WORK INSTRUCTIONS -
Below is a set of entries. Reproduce exactly the lines from the one containing "of the tall" through the end, both included.

A block of data -
============================================================

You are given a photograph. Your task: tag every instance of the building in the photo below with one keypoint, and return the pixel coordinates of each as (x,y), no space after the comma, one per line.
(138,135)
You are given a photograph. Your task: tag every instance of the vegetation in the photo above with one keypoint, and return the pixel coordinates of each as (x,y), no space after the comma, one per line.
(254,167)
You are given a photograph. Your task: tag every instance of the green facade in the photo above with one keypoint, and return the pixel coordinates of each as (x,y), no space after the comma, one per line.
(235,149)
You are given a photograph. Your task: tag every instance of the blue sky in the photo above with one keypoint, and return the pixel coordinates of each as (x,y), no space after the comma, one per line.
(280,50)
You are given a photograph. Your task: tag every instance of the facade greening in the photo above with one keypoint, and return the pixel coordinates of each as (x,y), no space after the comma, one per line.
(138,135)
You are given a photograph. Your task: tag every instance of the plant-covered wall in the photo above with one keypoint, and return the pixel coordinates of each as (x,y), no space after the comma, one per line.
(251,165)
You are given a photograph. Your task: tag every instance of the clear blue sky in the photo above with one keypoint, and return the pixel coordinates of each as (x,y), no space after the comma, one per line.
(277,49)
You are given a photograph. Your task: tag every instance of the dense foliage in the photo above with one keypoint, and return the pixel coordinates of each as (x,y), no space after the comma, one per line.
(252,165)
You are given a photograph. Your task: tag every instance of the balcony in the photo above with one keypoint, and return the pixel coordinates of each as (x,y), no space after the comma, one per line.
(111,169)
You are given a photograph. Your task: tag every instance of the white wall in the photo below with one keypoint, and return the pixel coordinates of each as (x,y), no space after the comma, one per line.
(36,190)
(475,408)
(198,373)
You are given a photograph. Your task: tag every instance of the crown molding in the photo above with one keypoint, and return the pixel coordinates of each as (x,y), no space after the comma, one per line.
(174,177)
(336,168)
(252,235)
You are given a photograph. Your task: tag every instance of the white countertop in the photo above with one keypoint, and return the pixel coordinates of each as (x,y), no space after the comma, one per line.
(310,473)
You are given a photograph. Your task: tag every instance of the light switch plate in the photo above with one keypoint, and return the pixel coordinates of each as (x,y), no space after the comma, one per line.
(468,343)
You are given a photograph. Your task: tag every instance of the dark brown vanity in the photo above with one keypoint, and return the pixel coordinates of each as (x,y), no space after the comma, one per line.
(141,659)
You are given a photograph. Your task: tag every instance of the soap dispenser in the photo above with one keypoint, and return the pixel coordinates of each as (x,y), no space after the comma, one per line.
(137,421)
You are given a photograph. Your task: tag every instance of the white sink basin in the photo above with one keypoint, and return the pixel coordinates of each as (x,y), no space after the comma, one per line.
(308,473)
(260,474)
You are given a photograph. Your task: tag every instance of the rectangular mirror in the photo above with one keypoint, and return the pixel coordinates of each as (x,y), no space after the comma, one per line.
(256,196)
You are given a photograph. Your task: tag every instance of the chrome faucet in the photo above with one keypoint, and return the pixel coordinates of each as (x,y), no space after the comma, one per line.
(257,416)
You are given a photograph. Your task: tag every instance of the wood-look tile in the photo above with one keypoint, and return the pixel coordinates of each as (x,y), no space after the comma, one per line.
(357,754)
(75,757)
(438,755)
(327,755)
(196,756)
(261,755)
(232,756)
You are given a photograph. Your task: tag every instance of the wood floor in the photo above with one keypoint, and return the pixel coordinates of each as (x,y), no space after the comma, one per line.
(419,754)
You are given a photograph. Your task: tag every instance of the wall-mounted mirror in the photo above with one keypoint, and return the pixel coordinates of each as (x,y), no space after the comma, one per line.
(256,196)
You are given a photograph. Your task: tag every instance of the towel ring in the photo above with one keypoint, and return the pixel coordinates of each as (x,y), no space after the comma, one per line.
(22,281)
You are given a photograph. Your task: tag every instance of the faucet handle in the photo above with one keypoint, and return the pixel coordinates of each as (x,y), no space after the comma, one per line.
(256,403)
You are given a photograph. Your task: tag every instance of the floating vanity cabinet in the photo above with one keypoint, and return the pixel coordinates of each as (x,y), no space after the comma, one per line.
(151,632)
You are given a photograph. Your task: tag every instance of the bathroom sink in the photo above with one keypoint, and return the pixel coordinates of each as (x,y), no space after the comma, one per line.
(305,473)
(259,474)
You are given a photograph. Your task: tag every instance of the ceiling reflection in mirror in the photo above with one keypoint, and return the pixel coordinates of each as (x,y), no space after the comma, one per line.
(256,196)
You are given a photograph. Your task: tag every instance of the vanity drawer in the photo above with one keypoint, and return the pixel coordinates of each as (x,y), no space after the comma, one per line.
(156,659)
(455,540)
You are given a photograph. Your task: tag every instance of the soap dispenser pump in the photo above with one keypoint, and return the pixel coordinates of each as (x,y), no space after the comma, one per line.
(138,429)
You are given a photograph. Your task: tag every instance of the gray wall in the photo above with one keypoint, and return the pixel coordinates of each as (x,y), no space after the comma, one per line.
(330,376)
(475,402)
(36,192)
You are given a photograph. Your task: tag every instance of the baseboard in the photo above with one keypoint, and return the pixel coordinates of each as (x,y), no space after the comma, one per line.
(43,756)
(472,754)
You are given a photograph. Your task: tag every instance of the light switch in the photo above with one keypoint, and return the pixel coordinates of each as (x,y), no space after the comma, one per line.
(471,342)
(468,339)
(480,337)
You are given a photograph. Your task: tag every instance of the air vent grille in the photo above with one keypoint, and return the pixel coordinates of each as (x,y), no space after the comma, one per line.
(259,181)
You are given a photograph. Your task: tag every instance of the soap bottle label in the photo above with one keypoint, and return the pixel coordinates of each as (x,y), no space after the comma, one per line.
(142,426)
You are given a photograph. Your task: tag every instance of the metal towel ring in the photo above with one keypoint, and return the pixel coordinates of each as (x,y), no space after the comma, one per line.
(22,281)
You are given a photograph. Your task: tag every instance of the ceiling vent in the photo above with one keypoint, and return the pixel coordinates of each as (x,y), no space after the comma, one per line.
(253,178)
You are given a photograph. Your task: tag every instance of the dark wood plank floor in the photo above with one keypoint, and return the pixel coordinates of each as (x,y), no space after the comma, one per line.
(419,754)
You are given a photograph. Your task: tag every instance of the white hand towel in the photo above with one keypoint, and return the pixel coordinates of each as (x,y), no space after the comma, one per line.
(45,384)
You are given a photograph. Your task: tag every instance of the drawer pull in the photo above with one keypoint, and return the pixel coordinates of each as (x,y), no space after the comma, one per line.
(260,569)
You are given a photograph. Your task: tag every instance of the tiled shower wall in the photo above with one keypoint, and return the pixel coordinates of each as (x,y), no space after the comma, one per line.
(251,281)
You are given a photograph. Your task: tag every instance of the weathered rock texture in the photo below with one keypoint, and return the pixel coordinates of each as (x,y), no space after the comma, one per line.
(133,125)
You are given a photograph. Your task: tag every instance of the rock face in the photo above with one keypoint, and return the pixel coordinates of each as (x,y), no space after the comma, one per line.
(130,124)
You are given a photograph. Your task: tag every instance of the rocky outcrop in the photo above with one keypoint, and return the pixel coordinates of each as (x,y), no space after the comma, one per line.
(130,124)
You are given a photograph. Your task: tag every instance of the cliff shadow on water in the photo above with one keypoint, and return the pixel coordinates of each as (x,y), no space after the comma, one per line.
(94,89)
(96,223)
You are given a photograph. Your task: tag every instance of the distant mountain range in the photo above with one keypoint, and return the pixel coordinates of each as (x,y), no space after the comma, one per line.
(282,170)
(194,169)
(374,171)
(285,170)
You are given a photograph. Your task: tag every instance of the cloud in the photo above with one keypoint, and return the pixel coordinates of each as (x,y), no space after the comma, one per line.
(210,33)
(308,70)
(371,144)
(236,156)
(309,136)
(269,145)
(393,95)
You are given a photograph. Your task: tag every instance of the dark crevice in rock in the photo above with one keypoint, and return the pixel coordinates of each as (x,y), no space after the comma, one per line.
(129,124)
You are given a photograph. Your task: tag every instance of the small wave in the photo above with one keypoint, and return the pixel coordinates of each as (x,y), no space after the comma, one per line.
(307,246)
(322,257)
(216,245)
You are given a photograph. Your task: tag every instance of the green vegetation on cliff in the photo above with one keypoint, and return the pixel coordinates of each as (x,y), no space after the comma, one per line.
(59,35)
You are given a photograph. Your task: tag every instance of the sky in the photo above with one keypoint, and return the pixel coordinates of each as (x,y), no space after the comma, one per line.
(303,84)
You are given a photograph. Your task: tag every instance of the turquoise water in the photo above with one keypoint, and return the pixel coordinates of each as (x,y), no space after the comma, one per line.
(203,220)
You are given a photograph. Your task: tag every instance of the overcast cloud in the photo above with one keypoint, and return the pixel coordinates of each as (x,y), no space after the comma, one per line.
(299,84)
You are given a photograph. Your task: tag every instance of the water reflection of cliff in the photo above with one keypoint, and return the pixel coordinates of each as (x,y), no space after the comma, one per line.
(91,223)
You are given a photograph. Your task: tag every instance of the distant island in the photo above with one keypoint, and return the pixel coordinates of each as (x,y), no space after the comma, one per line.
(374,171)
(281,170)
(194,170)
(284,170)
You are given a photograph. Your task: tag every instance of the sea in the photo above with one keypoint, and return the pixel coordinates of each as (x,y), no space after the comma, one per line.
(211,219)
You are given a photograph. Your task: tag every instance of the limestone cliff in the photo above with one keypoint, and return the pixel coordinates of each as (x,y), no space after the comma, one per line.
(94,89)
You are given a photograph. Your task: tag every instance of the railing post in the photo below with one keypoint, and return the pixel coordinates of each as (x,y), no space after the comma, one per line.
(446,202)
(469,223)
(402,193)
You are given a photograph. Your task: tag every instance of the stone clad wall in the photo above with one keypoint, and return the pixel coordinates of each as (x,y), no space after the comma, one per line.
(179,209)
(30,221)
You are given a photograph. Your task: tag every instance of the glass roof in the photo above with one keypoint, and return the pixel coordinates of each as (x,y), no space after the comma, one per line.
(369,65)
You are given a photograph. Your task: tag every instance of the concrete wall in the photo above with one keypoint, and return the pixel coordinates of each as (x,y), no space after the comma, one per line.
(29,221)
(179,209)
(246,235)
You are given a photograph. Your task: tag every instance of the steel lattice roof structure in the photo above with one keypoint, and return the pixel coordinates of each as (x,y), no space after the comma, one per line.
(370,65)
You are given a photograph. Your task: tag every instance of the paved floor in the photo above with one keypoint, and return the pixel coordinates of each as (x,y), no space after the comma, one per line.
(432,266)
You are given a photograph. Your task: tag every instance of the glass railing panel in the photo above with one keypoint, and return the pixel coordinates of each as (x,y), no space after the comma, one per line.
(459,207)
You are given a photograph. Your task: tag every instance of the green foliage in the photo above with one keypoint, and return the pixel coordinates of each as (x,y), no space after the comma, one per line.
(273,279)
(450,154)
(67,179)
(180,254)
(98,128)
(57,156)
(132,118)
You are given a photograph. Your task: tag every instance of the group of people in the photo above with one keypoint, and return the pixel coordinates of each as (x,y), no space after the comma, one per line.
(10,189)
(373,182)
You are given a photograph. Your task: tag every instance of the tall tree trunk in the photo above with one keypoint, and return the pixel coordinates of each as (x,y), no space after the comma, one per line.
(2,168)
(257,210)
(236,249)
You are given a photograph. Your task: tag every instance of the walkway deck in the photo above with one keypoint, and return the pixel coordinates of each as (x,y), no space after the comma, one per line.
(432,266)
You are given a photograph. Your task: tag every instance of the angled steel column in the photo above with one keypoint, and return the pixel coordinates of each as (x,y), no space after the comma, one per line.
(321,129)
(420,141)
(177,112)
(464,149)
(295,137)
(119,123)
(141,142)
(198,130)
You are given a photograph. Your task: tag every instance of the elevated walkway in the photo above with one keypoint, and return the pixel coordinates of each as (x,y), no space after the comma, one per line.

============================================================

OUTPUT OF THE TASK -
You are given a photograph. Your task: tag every instance of the tall tree trunk in the photo above with one keypoint, and return the pixel coordinates of each as (x,y), no space after the comma, one per line.
(2,168)
(257,210)
(236,249)
You are given a photograph. Your task: tag every instance of the walkway deck in the photo above with one keypoint, and return the pixel coordinates of each as (x,y), no space after the comma, one per line.
(432,266)
You are given a photograph. Your task: tag every instance of the angled steel column in the photo above with one keypoint, and return the pixel coordinates of each as (x,y), no space after the comma, one per line.
(321,129)
(420,141)
(177,112)
(464,149)
(295,137)
(119,123)
(141,142)
(198,130)
You are given a photograph. Your task: tag every instance of the elevated walkway in the photo above with one keypoint, and return the pixel coordinates of each as (x,y), no space after the comma, one per line.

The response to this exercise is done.